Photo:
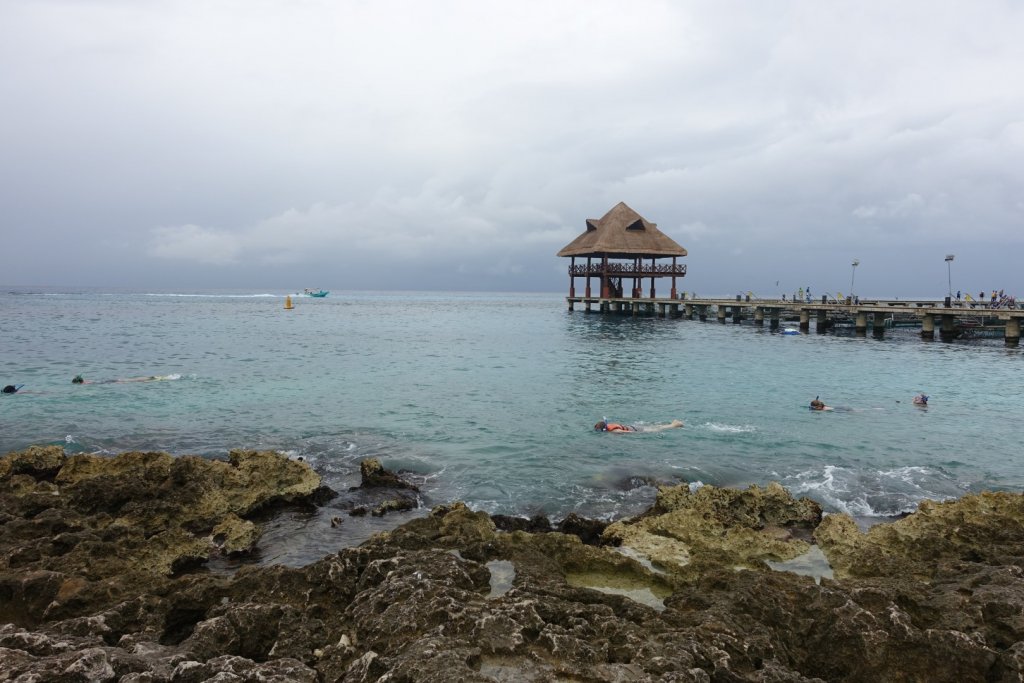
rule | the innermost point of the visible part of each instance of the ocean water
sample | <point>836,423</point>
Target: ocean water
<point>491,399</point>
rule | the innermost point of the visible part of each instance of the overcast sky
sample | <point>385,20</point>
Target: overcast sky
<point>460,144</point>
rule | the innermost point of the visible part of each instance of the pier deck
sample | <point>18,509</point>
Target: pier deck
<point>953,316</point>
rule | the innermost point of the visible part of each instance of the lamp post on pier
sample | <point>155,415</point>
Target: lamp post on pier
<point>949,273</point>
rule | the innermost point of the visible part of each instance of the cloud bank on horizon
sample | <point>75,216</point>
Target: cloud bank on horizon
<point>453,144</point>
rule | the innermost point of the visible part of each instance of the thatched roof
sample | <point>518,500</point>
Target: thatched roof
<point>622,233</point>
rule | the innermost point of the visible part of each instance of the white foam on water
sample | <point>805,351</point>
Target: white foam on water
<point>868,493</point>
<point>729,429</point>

...

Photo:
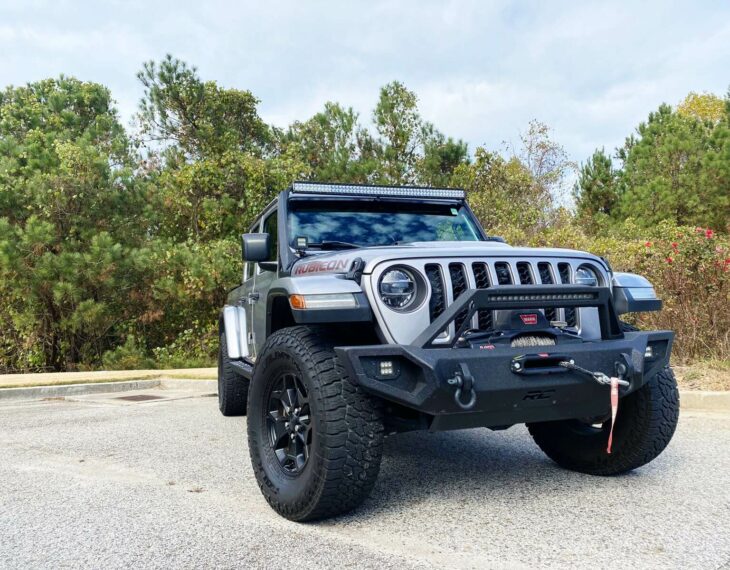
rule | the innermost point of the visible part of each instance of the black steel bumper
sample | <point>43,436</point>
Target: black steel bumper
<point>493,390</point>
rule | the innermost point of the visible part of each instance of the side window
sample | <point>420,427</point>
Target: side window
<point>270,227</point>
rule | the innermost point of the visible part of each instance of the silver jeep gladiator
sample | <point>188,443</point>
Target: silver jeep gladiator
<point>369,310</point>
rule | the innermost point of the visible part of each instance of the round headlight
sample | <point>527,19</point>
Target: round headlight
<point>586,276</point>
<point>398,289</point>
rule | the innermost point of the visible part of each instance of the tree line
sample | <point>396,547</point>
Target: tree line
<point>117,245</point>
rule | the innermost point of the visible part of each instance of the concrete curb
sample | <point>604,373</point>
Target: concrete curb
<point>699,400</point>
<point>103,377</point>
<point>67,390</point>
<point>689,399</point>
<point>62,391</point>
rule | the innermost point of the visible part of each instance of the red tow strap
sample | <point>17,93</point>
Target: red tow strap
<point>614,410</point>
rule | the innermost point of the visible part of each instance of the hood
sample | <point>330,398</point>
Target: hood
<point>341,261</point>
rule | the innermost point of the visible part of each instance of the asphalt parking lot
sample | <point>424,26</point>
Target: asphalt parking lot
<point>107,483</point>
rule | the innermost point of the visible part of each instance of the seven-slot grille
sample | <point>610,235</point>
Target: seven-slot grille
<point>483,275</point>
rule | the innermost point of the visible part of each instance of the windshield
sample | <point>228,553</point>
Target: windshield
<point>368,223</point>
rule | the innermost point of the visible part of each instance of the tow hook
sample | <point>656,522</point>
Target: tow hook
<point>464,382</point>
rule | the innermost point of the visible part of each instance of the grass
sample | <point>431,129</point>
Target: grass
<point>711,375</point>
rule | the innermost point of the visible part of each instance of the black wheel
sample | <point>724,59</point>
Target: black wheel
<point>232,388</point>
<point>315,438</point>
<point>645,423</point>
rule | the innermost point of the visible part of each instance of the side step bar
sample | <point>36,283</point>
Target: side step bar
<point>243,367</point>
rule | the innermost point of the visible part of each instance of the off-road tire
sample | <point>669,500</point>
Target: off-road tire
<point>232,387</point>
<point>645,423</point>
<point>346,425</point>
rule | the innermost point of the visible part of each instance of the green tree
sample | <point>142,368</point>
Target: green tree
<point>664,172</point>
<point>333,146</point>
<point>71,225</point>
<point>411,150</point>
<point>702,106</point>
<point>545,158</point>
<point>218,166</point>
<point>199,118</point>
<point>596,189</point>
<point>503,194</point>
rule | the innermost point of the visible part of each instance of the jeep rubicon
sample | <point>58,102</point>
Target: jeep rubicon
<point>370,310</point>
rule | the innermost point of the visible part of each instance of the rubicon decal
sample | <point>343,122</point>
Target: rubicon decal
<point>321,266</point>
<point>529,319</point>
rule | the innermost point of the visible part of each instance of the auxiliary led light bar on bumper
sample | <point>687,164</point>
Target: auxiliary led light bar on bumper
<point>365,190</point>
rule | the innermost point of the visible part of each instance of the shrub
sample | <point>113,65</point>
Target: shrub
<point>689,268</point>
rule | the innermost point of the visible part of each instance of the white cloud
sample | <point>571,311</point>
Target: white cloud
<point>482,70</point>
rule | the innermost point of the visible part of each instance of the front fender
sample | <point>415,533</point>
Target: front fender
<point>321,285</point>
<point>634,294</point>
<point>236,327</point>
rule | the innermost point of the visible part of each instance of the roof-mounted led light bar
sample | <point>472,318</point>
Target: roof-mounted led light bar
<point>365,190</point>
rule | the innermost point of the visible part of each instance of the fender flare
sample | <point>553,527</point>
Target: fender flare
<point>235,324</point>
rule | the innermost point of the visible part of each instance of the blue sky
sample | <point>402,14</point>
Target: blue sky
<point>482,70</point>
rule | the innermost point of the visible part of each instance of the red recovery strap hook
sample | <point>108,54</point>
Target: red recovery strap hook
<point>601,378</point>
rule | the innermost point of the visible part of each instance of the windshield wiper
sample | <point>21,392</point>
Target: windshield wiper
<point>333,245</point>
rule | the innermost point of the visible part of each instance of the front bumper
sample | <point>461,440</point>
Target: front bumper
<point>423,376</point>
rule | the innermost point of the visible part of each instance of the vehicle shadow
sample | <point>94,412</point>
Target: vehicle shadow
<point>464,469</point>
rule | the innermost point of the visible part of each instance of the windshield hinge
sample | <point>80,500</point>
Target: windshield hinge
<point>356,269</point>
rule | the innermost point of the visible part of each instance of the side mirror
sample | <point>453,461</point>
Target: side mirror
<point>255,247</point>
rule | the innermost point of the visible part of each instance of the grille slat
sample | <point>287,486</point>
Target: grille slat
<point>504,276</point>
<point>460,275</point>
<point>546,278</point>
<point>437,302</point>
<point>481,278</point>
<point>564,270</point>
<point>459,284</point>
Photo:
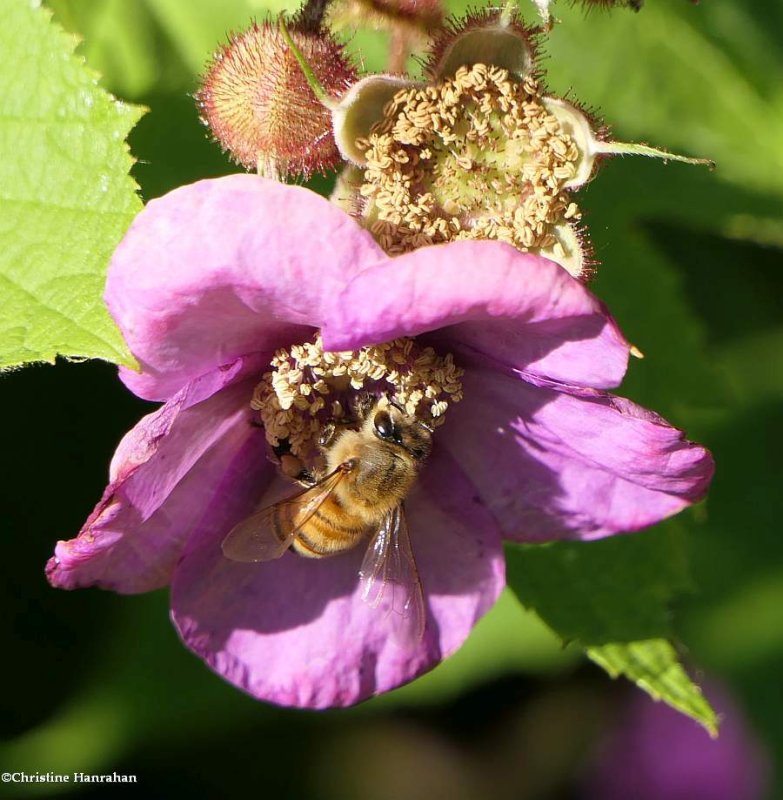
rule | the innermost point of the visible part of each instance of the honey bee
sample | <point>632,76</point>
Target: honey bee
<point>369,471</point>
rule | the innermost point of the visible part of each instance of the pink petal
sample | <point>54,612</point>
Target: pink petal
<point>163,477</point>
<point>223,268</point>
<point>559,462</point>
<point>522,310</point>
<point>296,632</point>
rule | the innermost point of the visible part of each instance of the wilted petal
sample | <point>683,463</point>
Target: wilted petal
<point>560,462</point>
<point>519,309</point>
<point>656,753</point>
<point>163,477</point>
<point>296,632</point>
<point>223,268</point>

---

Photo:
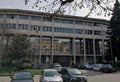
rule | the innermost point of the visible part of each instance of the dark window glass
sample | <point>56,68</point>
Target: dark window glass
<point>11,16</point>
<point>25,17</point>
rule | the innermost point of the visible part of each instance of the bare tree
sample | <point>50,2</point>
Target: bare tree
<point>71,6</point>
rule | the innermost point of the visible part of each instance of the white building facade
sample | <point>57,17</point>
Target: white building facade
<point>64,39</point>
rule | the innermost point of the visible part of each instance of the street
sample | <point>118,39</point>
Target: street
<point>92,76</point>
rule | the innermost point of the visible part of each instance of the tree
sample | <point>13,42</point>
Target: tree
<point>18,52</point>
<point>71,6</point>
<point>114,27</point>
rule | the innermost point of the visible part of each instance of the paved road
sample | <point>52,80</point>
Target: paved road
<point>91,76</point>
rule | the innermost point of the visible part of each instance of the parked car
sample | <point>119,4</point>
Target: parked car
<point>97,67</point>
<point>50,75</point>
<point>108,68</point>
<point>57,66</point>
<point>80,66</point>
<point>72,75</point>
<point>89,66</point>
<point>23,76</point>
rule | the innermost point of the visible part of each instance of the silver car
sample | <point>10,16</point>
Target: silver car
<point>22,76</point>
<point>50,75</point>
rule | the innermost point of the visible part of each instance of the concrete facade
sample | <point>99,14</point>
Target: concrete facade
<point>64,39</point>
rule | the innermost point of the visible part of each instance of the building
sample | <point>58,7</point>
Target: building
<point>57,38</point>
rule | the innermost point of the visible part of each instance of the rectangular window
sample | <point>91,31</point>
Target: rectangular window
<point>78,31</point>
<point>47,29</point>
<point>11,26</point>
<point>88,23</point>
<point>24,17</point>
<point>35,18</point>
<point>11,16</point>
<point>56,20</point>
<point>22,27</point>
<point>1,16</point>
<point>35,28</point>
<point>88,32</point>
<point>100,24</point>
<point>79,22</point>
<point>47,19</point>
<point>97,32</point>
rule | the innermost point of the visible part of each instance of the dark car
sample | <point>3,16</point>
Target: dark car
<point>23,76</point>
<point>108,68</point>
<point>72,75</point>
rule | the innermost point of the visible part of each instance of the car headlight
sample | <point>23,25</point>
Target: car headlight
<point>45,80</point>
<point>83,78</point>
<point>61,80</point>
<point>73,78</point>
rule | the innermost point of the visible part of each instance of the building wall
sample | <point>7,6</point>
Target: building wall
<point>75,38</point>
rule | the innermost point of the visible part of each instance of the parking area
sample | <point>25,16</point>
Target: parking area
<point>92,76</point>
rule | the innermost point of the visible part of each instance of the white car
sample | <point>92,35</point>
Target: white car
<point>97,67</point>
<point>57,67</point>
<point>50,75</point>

*TASK*. Find every line in the data above that contains the string "wilted" and copy each one out in full. Treat the match as case-sensitive.

*OUTPUT OF THE EXERCISE*.
rule | the innermost point of the visible part of each instance of the wilted petal
Target: wilted petal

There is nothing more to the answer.